Task:
Name every person the news report on the Reko Diq case identifies by name.

Source extract:
The High Court of Justice in the British Virgin Islands (BVI) has recalled its earlier orders regarding attachment of PIA offshore assets in the Reko Diq case against Pakistan.

BVI High Court Justice Gerhard Wallbank, while passing the order on December 10, 2020, had attached certain assets of PIA.

The court had attached the assets belonging to Pakistan International Airlines Investment Limited (PIAIL), including the company’s interests in two hotels — Roosevelt Hotel in Manhattan, New York, and Scribe Hotel in Central Paris.

In view of the injunction, PIA could not sale any of these hotels.

“A short while ago judgment was announced by British Virgin Island High Court. Great legal victory for PIA and Pakistan. The order was passed earlier on the request of TCC which was seeking enforcement of Reko Diq award. All orders passed against PIA earlier are now recalled by the Court. Receiver removed from Roosevelt hotel, NY and Scribe hotel, Paris. Cost of litigation also awarded,” said a statement issued by the Attorney General for Pakistan (AGP) office on Tuesday.

Additional Attorney General for Pakistan and Head of International Disputes Unit Ahmed Irfan represented Pakistan before the BVI court. The Pakistan International Airline (PIA) engaged its own legal team in the case. Likewise, all offshore companies, two registered PIA hotels hired their separate counsels.

Prime Minister Imran Khan has appreciated the efforts of the international disputes unit and the office of the attorney general.

Also read: Pakistan wins stay over $6 billion penalty in Reko Diq case

Tethyan Copper Company (TCC) on November 20, last year had sought attachment of assets for enforcement of the $6 billion award that the International Centre for Settlement of Investment Disputes (ICSID) slapped on Pakistan on July 12, 2019, for revoking the TTC mining contract at Reko Diq in Balochistan.

Despite withdrawal of attachment orders by the BVI court, $6 billion award against Pakistan will still be intact.

The ICSID stayed the enforcement of the $6b award and on September 17 and issued a 70-page order which said the stay shall continue on a conditional basis.

The arbitrator ordered Pakistan to provide an “unconditional and irrevocable” bank guarantee or the letter of credit (LC) for 25 per cent of the award, plus accrued interest as of the date of the decision.

The guarantee or the LC was to come from a reputable international bank based outside of Pakistan, which was pledged in favour of the claimant — the TCC — and to be released on the order of the ICSID.

The ICSID also held that if Pakistan could not furnish the security and undertaking in terms as set out within 30 days after notification of the decision, the stay of enforcement in the amount of 50 per cent of the award, plus accrued interest as of the date of the decision would be lifted.

However, Pakistan missed the deadline and did not deposit 25 per cent bank guarantee.

Extracted information:
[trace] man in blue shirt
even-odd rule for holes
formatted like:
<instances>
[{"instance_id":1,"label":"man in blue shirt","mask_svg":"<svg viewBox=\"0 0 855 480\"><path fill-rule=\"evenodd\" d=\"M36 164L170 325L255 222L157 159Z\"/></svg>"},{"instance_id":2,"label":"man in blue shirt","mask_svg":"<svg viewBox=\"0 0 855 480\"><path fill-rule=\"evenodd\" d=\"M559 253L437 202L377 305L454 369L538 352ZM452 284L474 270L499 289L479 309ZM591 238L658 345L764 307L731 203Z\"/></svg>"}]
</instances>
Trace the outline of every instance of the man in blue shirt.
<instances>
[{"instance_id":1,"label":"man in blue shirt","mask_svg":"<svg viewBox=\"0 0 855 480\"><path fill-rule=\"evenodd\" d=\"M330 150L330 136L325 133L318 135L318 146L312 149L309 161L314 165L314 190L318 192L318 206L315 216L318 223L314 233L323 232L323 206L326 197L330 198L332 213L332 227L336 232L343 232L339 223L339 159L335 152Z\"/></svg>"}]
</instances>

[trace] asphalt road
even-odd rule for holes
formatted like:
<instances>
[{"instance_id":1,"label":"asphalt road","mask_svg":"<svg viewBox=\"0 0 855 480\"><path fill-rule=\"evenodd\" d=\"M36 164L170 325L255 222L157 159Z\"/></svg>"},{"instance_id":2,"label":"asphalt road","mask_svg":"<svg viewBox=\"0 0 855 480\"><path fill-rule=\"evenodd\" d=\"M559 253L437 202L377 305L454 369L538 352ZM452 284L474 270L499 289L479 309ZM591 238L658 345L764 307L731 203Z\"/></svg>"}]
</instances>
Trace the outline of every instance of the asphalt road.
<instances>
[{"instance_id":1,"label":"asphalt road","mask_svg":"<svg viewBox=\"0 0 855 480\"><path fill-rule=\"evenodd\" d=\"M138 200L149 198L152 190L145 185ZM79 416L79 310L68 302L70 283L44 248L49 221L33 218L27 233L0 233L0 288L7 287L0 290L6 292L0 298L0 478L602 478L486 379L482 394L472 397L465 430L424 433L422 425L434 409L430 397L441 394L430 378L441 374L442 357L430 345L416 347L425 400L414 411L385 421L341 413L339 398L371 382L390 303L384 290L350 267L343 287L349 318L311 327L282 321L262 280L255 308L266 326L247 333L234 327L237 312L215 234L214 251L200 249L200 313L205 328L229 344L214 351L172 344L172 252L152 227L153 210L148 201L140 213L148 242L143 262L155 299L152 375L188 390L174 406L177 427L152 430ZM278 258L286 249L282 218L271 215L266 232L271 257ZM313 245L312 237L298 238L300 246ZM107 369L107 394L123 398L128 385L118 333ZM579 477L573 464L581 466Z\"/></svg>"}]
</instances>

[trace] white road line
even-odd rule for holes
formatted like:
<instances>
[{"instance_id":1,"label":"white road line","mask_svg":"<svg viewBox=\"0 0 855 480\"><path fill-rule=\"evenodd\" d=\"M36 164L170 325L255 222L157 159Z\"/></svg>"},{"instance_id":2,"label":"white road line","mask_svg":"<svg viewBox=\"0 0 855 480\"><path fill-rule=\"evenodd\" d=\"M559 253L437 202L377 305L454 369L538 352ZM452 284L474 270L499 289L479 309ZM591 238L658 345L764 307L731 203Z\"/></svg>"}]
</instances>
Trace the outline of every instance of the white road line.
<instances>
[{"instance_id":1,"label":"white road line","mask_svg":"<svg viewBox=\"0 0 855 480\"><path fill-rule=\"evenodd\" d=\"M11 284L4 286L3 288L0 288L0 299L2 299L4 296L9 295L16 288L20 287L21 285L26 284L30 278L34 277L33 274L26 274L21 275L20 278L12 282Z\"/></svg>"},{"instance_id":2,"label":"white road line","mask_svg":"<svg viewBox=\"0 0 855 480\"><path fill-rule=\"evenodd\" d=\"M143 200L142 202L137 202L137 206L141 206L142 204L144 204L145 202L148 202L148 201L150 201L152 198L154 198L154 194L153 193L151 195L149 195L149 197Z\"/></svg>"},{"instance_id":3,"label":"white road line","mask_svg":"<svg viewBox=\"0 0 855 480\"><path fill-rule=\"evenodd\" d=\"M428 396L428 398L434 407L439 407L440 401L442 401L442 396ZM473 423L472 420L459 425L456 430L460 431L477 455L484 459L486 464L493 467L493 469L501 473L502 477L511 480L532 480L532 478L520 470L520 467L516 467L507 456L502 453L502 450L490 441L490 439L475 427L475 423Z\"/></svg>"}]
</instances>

The solution:
Gerhard Wallbank
Ahmed Irfan
Imran Khan